[begin SOURCE EXCERPT]
Since Abbott spent much of his life defending Christianity against irrationality and superstition, the clues may be altogether too clear. . . .  One particular battle in the 1840s revolved around the Catholic Church’s call to “credulity,” a faith-based (and therefore not scientific) acceptance of the improvable and unlikely.  For Abbott, like his idol Francis Bacon, all knowledge comes from logic and personal experience, whether it’s physical or spiritual.  Abbott argued that if the supernatural were to impose itself on the natural world, it could only do so without violating natural laws.   Credulity must be replaced with credibility. 

            Why does our universe have three physical dimensions instead of two or four?  Does it exist this way because it must; that is, do the laws produce their own universe or is there a universe that demands certain laws?  Are we mathematically limited to three dimensions or is this by Design? How might we perceive an encounter from One who dwells in a universe with more dimensions? 

            Too, we can look at the novel as a witty attack against Victorian society.  Women, though compelled to wiggle their posteriors and emit small cries of warning where they walk, are ironically capable of “piercing” men and causing great damage or death.  The circular priests and sages of Flatland protect their social status politically, spurning the concepts of “sides” even while ensuring the practice of determining how many sides every citizen has by putting down the Chromatic Sedition. 

            However you choose to read the novel this first time, it endures because it is eminently re-readable; Flatland can be revisited and re-argued as can “the infinite beatitude of existence.”
[end SOURCE EXCERPT]
TASK GOAL:
Decide whether each statement below agrees with the Flatland excerpt above, answering yes or no and quoting the words from the excerpt that settle it. (a) Abbott held, as Francis Bacon did, that all knowledge comes from logic and personal experience. (b) The circular priests and sages of Flatland embrace the concept of "sides." (c) Women in Flatland cannot do men serious harm.
[begin EXTRACTED ENTRIES]
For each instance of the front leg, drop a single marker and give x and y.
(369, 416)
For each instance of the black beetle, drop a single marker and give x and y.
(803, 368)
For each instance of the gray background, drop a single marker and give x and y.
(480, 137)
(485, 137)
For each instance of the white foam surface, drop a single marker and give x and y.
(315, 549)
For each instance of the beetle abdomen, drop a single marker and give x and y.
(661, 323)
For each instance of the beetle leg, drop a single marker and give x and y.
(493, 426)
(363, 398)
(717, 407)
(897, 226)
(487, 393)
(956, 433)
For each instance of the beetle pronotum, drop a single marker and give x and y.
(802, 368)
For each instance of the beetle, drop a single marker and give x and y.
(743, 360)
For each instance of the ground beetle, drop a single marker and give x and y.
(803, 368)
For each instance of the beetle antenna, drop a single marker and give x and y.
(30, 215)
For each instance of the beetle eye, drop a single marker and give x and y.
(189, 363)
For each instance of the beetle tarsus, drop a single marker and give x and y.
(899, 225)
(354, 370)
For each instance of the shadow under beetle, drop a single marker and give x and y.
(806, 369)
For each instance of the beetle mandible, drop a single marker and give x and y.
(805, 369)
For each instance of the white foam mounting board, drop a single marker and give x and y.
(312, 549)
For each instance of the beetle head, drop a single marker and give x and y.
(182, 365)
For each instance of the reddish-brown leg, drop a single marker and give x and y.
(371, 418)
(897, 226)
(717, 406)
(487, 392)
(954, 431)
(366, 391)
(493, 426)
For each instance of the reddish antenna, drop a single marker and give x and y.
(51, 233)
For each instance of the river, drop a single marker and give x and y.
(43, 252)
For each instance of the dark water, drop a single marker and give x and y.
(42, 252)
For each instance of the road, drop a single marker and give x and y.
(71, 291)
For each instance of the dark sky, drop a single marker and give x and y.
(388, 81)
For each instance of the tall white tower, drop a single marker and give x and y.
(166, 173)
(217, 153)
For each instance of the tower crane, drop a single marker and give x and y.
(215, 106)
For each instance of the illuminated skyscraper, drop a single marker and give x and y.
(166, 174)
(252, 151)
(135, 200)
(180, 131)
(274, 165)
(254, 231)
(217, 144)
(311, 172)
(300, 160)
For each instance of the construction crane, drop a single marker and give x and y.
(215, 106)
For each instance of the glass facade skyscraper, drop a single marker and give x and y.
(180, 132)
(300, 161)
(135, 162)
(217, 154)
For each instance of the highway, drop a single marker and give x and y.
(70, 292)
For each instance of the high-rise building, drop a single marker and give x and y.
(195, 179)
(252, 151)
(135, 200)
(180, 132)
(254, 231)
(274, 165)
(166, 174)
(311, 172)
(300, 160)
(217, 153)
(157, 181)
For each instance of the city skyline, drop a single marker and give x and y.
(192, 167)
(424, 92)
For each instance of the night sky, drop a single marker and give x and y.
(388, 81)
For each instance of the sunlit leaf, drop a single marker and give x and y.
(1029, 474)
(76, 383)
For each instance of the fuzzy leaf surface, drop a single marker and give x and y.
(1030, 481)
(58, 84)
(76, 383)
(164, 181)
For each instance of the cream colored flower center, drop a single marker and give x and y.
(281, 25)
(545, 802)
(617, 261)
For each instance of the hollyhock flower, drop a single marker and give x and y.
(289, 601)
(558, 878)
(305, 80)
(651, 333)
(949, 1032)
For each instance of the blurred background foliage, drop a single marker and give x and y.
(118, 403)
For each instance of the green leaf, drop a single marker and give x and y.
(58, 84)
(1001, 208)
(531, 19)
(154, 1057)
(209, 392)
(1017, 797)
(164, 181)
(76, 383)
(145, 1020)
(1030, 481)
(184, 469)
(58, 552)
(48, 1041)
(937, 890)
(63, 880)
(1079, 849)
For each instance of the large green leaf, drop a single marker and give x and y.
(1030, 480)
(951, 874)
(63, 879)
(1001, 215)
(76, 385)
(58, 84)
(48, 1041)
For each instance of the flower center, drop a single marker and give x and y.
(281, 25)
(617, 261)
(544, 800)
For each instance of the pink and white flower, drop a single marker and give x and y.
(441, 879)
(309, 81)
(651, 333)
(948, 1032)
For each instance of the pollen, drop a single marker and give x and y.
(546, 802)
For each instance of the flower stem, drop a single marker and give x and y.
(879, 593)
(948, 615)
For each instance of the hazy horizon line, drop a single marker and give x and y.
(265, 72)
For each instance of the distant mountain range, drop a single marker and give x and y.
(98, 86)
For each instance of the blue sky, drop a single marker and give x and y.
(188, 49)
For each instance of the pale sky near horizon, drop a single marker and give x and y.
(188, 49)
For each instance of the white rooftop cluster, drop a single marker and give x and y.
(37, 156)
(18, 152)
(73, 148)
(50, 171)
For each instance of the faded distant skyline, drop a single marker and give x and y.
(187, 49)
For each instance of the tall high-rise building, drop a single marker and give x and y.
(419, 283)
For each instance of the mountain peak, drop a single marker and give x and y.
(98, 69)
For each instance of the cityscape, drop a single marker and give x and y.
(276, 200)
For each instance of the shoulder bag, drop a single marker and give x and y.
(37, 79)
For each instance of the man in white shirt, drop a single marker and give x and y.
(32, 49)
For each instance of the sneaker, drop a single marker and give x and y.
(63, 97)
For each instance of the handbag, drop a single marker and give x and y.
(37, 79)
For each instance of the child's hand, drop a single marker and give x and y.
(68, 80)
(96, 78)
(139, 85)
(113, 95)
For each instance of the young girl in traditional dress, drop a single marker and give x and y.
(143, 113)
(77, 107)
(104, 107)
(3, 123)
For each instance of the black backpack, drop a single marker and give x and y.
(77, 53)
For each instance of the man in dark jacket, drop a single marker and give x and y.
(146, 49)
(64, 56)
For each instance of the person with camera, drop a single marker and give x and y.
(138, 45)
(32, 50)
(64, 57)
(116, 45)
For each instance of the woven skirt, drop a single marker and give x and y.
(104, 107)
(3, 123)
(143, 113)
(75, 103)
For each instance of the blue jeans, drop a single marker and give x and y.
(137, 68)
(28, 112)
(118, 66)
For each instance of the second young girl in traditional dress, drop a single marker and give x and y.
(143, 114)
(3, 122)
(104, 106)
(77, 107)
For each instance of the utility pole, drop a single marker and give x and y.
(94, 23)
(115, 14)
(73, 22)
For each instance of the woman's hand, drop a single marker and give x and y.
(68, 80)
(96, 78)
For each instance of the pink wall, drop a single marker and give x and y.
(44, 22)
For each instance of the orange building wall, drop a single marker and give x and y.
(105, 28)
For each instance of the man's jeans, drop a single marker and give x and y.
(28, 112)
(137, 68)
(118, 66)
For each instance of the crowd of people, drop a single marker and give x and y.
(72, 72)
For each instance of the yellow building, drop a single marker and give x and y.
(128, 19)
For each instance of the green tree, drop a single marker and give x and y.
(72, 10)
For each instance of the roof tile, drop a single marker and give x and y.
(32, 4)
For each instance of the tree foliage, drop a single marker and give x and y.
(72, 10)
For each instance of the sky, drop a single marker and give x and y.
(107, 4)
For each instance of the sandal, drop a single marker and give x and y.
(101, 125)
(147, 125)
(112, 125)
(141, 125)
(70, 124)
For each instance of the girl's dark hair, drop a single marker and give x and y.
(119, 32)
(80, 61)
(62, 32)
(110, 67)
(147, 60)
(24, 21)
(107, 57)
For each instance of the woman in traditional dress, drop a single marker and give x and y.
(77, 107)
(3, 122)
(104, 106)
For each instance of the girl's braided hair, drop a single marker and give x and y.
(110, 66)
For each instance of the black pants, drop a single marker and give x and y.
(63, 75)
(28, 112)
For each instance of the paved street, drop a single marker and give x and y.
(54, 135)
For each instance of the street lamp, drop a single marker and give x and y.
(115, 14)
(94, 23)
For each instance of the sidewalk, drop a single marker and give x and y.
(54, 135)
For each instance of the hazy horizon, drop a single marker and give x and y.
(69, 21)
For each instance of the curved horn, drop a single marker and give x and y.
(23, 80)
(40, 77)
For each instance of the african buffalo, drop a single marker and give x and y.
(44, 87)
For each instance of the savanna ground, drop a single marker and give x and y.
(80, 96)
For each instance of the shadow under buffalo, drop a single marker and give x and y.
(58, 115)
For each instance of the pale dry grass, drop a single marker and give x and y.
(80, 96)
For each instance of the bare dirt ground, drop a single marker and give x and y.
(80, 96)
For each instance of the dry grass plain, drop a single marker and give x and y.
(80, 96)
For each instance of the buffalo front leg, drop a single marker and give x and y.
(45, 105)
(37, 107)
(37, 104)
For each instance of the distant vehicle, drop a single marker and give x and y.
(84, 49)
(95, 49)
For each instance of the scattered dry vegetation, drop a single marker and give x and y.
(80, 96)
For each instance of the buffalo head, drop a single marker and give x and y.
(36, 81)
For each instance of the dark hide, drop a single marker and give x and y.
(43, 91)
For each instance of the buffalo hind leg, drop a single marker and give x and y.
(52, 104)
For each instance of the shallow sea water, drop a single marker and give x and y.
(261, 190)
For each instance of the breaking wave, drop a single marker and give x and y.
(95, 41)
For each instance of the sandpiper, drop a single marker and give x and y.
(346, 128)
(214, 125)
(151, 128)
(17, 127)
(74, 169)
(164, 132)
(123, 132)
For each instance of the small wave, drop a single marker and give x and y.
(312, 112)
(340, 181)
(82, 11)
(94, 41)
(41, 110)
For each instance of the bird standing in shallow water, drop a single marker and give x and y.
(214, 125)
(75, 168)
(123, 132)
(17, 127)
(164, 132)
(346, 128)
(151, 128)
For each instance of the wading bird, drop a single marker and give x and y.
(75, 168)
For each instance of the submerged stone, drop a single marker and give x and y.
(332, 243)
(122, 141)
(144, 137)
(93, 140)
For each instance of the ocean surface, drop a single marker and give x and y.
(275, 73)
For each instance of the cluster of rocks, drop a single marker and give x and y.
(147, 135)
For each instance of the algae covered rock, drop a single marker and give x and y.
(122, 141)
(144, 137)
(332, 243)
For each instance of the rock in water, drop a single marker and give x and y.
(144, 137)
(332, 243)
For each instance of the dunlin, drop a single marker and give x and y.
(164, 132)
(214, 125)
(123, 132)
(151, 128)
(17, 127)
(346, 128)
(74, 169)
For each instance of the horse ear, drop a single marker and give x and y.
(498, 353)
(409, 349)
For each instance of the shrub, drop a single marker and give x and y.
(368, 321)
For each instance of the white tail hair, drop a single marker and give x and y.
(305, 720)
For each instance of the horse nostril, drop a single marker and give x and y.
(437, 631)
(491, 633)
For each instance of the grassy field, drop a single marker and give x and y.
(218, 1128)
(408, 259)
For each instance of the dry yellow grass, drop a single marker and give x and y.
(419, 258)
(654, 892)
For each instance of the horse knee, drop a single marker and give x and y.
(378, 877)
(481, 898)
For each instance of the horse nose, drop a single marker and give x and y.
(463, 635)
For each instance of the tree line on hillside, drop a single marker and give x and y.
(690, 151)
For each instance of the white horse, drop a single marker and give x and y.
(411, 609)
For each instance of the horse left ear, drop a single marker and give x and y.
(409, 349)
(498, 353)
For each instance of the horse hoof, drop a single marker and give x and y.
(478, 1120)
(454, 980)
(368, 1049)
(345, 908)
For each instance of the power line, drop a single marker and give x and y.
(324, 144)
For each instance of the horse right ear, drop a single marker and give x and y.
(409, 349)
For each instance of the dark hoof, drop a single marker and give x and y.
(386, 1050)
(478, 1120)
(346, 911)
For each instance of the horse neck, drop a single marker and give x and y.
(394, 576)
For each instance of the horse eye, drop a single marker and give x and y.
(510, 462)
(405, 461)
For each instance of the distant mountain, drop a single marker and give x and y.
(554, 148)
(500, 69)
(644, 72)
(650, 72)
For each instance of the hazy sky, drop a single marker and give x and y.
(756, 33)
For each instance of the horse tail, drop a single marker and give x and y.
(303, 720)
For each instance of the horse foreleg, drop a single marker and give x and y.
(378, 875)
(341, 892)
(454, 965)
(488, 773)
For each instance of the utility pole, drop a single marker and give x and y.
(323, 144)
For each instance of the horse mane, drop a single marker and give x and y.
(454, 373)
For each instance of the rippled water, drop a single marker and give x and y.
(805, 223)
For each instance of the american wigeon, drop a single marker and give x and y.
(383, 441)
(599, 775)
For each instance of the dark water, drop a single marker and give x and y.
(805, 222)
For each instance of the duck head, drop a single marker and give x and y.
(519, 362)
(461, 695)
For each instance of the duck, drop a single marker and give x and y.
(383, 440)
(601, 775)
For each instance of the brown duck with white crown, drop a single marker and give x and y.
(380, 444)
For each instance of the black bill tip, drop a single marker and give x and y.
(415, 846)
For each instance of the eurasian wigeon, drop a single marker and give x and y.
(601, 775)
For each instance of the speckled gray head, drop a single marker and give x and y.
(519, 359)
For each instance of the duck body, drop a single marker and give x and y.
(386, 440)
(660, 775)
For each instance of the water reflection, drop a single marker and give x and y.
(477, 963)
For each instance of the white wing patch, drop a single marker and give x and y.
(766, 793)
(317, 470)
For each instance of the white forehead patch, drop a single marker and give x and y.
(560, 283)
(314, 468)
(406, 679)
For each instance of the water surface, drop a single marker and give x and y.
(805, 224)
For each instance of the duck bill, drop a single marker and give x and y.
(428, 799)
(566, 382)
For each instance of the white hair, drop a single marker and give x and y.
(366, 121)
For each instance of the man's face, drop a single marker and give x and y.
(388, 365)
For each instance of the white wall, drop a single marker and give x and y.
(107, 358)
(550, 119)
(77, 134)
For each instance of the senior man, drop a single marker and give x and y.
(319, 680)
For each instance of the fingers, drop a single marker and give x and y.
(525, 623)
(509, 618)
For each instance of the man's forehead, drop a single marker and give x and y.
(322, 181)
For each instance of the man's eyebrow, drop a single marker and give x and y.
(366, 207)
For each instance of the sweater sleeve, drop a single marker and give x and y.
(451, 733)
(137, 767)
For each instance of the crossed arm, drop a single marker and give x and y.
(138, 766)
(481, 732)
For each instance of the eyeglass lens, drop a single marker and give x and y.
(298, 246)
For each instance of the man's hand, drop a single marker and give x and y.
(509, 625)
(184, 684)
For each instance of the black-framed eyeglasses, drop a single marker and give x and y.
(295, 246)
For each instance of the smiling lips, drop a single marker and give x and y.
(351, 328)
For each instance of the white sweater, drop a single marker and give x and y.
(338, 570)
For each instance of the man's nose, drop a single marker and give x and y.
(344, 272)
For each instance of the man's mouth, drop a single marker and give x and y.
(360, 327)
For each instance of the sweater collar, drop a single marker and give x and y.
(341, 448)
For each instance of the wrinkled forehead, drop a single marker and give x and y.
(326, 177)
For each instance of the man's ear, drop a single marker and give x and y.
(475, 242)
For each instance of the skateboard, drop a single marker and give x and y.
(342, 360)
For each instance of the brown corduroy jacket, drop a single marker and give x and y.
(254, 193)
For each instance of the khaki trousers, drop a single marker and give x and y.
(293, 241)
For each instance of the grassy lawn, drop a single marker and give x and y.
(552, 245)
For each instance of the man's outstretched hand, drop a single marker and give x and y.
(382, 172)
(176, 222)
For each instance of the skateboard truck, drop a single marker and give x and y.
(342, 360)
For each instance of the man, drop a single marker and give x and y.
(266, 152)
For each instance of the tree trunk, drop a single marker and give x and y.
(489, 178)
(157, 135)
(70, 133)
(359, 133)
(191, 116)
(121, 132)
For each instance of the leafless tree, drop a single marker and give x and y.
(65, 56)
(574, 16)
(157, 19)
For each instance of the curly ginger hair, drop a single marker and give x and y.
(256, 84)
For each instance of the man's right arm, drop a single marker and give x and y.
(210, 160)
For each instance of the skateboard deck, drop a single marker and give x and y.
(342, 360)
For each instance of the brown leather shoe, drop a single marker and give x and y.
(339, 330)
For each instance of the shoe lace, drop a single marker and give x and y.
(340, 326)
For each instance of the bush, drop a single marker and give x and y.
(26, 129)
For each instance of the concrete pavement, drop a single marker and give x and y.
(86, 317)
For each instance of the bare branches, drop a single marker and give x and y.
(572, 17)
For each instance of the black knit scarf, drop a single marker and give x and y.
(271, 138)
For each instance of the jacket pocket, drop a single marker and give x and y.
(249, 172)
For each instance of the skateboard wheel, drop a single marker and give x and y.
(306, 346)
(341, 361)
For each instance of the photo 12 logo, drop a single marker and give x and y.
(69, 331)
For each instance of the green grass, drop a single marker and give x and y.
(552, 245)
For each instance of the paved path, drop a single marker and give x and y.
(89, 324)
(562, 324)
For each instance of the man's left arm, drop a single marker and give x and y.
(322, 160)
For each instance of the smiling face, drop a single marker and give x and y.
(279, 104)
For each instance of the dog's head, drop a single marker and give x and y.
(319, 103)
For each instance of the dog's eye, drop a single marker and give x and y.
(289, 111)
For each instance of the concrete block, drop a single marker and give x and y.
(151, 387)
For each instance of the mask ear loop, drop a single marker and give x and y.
[end EXTRACTED ENTRIES]
THE ANSWER:
(a) Yes: "For Abbott, like his idol Francis Bacon, all knowledge comes from logic and personal experience"
(b) No: "spurning the concepts of “sides”"
(c) No: "are ironically capable of “piercing” men and causing great damage or death"